Problem -> Can you write out the items word for word, from the line containing "Find the grass" through the line containing "x=357, y=161", including both of those lines?

━━━━━━━━━━━━━━━━━━━━━━━━━━━━━━

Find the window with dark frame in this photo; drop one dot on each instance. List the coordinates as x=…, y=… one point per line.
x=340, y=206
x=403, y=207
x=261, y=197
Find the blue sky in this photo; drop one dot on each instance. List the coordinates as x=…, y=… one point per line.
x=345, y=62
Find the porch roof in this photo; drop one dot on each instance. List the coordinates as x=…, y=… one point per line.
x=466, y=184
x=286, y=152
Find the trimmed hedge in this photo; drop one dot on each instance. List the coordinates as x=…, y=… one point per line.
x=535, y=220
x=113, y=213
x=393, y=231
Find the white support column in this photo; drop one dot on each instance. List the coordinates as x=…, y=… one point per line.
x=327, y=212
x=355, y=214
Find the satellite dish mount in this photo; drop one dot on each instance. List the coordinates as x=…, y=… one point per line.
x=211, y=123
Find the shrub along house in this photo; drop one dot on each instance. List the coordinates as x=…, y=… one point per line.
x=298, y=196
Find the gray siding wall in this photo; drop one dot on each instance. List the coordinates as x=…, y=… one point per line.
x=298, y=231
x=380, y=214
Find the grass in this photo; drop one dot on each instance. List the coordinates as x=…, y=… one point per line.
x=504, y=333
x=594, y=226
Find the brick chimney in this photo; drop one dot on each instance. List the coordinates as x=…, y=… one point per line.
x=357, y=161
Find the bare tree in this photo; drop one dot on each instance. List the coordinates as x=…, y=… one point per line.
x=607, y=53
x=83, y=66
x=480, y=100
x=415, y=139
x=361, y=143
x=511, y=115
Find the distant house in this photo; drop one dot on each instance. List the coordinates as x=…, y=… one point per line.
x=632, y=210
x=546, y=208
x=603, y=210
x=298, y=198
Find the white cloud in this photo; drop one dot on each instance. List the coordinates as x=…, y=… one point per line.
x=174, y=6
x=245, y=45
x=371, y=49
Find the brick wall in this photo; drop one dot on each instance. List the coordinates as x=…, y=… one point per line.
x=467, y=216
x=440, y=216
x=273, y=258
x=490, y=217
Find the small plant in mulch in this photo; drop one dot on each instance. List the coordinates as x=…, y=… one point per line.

━━━━━━━━━━━━━━━━━━━━━━━━━━━━━━

Task response ->
Find the grass in this photo; drop one dot on each instance. List the coordinates as x=…, y=… one point per line.
x=504, y=333
x=594, y=226
Find the brick chimney in this photo; drop one dot on each instance. List the coordinates as x=…, y=… one point per line.
x=357, y=161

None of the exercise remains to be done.